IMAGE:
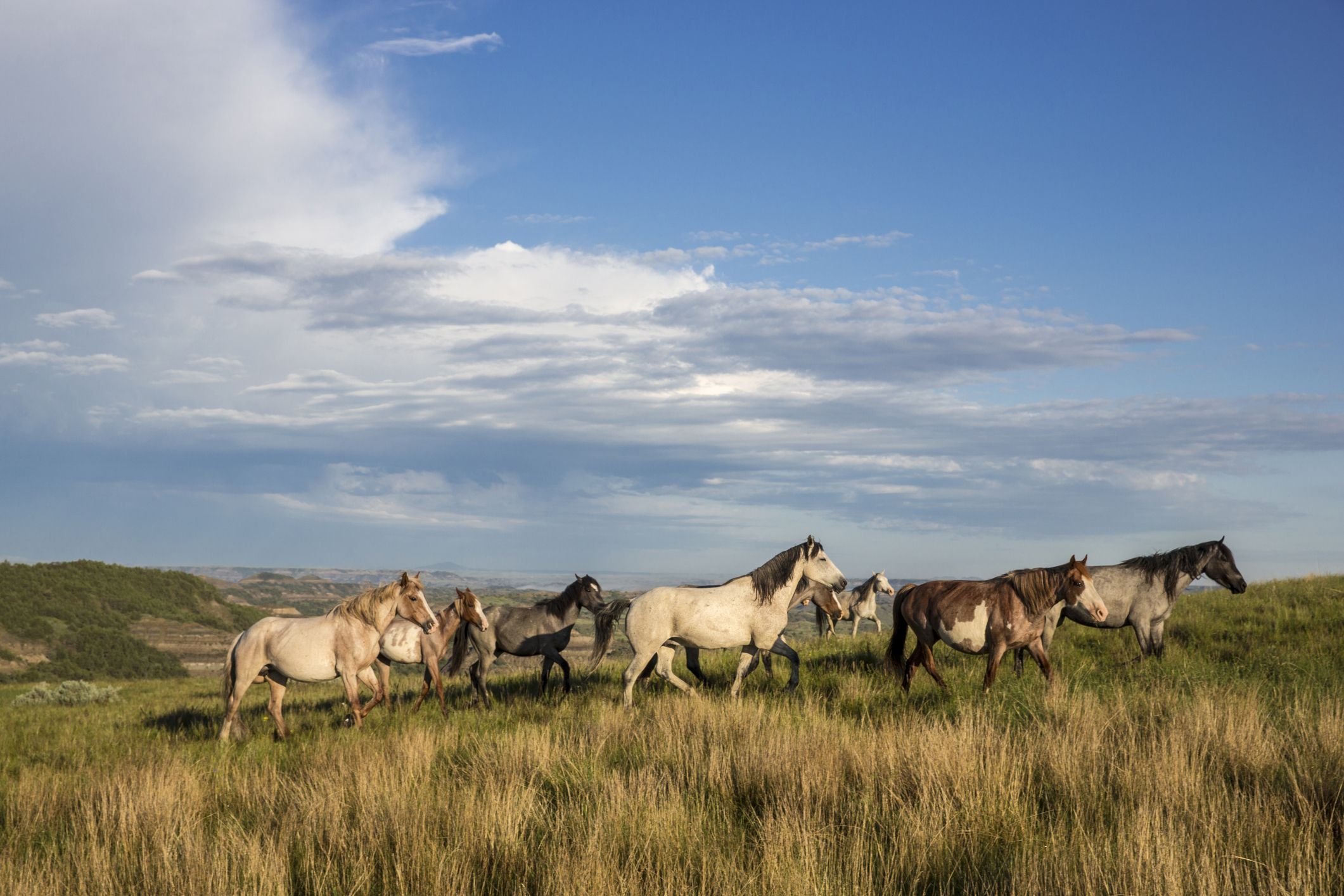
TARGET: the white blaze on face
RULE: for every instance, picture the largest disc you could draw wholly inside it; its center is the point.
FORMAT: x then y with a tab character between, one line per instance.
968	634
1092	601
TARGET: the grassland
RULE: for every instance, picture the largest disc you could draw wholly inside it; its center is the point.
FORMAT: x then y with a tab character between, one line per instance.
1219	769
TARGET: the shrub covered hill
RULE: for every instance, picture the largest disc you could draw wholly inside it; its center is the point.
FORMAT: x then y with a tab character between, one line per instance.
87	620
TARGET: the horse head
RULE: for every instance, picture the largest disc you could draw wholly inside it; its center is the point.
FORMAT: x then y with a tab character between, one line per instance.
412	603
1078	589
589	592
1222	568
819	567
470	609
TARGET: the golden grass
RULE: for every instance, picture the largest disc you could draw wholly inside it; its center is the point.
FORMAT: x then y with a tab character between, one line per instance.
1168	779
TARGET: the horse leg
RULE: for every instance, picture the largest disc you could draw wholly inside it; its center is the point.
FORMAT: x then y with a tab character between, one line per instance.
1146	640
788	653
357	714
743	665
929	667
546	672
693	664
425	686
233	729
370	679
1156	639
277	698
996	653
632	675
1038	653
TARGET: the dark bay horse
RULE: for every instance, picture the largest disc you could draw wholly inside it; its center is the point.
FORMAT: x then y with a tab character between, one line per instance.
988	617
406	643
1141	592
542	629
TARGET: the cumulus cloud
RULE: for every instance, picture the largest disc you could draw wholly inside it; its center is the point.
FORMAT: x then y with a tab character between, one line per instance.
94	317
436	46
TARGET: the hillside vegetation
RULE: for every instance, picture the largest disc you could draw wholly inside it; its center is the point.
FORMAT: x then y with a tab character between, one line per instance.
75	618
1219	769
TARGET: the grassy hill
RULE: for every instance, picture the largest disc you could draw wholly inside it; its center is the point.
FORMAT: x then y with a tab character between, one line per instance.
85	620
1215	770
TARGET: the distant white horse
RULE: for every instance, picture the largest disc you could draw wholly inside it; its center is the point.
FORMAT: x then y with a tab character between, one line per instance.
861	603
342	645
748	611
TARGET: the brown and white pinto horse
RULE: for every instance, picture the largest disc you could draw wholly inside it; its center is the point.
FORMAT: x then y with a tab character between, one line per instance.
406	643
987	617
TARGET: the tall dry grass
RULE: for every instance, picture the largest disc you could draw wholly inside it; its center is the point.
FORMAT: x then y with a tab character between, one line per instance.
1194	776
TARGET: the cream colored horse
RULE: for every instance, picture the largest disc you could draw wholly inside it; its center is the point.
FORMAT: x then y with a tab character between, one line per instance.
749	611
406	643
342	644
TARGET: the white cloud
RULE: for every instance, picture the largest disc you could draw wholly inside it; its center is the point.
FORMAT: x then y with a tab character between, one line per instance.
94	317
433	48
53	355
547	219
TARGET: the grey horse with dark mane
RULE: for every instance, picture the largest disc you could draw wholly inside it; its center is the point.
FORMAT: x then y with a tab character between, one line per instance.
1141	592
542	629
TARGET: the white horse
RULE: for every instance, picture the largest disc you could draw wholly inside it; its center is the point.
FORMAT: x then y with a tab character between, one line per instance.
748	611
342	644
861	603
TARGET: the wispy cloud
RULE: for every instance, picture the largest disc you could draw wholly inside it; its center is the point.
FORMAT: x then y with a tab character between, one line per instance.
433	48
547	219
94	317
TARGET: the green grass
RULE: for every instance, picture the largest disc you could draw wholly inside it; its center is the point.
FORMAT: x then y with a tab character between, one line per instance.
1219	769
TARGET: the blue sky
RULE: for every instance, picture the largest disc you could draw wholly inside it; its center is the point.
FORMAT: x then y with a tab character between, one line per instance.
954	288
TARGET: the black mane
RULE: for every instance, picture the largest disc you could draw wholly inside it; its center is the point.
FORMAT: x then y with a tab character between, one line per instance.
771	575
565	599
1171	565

+ + + +

→ **EXERCISE PROMPT**
Begin at the line of the material that contains "TARGET: the grey horse with dark mane" and stop after the last line of the material, writing out every line in between once more. In each answer, multiply each x and y coordinate by 1.15 and round to a whole number, with halves rounded up, and leave every other line unchanged.

→ **EXPECTED ANSWER**
TARGET: the grey horse with dark mane
RULE: for every instance, picture the largest disc you could draw wholly inside it; its center is the point.
FORMAT: x then y with a tab character between, one line per instance.
1312	681
623	723
TARGET: the white horse
RULE: for every instance, picture the largest disc you could draw wholly inside it; its center is the point.
FORMAT: x then y with a tab character between, one line per instance.
860	703
393	741
990	693
TARGET: the wispy cloud
RULE: for every instance, picture the largest disc you could draw wholly inside it; its center is the point.
FORMAT: x then y with a tab character between, one line per instance.
498	55
629	252
108	365
TARGET: the green grass
RULE: for every instance, picture the largest disc you could draw wholly inside it; its center is the point.
FORMAT: x then y with a tab character between, one line per instance.
1402	884
TARGET: the blue sky
RULE: for every instance, picture the largest disc you could draw wholly inside it; its center is the point.
FORMAT: x then y with a tab character between, one line per instance.
1097	331
TARGET: the black mane
RULE: for every instance, picture the largest disc you could draw wholly inside it; its center is the point.
FORMAT: x then y with a tab character between, one line per instance.
887	661
650	689
1347	650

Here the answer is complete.